### Source text
By the way, there is an empty house in my neighborhood. If you would like to move to Delaware, it might savea you some time. 
Again, thanks for your persistence with me.


----------



## bandit429 (Feb 12, 2002)

Hahahahaha too funny...Is it cold up there? 
Open an internet explorer window
Click tools at the top
Then click the programs tab
At the bottom left should be a reset web settings button.
Click that button and click apply then ok. 
Close everything out and try to download again.
After that there are only 2 choices left that I am aware of.
One is the cd route...thats why I asked.


----------



## mistlei (Jun 14, 2006)

94 degrees today with about 79% humidity. Not too cold.

When I open the tools menu, there is nothing that says programs...what am I missing in your directions? Tools lists Mail and news, syncronize, windows update, internet options... Am I in the wrong place again?
I did reinstall the OS with the help of Dell last week. That was at the beginning of the problem. There were two levels that did not involve wiping my system clean. We tried those. After that I lost the internet completely, and hired the $300 guy. When he left, I took it upon myself to uninstall IE 6...I at least needed some internet access for business....but have not been able to reinstall or get things right. 
I'm going to eat some pizza. That should make me feel better. My husband had to order out. Good thing he doesn't mind looking at the back of my head.
If you need to give up for the night, I'm fine with that. I'll check back in a bit,


----------



## mistlei (Jun 14, 2006)

It just occured to me that I left that registry file and the uninstall file on my desktop and never did anything with them........Is that correct?


----------



## bandit429 (Feb 12, 2002)

Yes thats correct,,,they are there as backup. I ll be back this evening.


----------



## mistlei (Jun 14, 2006)

It's 4p.m. and we have strong electrical storms upon us. Looks like they will be here for a couple hours. I'm shutting down and will check back when thing calm down. I did download Opera browser today for temporary use until things are resolved with IE. Everything worked fine with email exchange, which is really all I did. I still can't access Incredimail...which is where it all started, and I can't completely dump them until I get the stored files that I need.


----------



## bandit429 (Feb 12, 2002)

Ok when you get back we will see if we can get the stored files from incredimail.


----------



## brindle (Jun 14, 2002)

mistlei
I'm going to back out and I do suppose that when this is resolved bandit429 can help you clean up your startup list.
Brett


----------



## Browntop2004 (Aug 9, 2004)

bandit429 said:


> Prop it up really high...make sure to cover anything you don t want dust on and bring your swing up from down low. ...that way if it slips it does nt fly across the room.  grit your teeth and be sure to keep your eyes opened... would nt wanna miss that picture
> 
> LOLOL well be sure that once you have your computer straight not to keep the new backup as it will not be good after you install other programs...let me say that now cause its important. Open an I E window.

### Tasks to perform
1. Which browser did mistlei download in the forum thread for temporary use until the problems with IE were resolved?
2. Reproduce word for word everything in the forum thread from "By the way, there" down to "persistence with me.".
None of the rows are needed.

### Rows from a dataset
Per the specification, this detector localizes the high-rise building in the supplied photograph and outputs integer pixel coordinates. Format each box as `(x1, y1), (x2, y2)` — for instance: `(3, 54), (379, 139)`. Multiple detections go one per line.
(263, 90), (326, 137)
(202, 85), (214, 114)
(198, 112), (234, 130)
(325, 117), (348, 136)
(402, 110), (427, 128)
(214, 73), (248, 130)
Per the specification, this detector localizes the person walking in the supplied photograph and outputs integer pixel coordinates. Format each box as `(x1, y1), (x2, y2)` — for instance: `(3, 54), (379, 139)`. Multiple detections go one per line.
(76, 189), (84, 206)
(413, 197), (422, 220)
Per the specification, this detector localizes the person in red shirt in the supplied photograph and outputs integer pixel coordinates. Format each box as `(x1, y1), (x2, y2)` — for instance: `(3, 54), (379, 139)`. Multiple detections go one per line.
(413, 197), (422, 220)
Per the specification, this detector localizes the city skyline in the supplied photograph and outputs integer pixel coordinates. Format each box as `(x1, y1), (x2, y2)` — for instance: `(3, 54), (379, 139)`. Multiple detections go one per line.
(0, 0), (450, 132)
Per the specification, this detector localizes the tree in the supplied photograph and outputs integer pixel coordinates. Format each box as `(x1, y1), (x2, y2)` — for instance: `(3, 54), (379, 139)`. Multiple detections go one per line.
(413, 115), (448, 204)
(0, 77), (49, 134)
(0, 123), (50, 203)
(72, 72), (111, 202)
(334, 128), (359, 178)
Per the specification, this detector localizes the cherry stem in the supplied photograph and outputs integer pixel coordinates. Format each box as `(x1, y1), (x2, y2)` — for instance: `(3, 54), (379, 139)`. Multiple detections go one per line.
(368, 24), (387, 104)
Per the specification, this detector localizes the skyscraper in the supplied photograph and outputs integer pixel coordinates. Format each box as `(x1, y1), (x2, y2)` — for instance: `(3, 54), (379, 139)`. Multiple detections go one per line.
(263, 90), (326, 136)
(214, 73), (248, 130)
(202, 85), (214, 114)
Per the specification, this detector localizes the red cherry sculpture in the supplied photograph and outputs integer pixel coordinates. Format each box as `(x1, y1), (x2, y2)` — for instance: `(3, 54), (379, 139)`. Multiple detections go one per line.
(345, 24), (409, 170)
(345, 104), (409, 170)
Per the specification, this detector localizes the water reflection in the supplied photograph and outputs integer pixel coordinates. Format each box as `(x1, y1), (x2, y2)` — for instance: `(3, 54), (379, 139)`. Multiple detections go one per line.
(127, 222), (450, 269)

### In response
1. Opera

2.
By the way, there is an empty house in my neighborhood. If you would like to move to Delaware, it might savea you some time. 
Again, thanks for your persistence with me.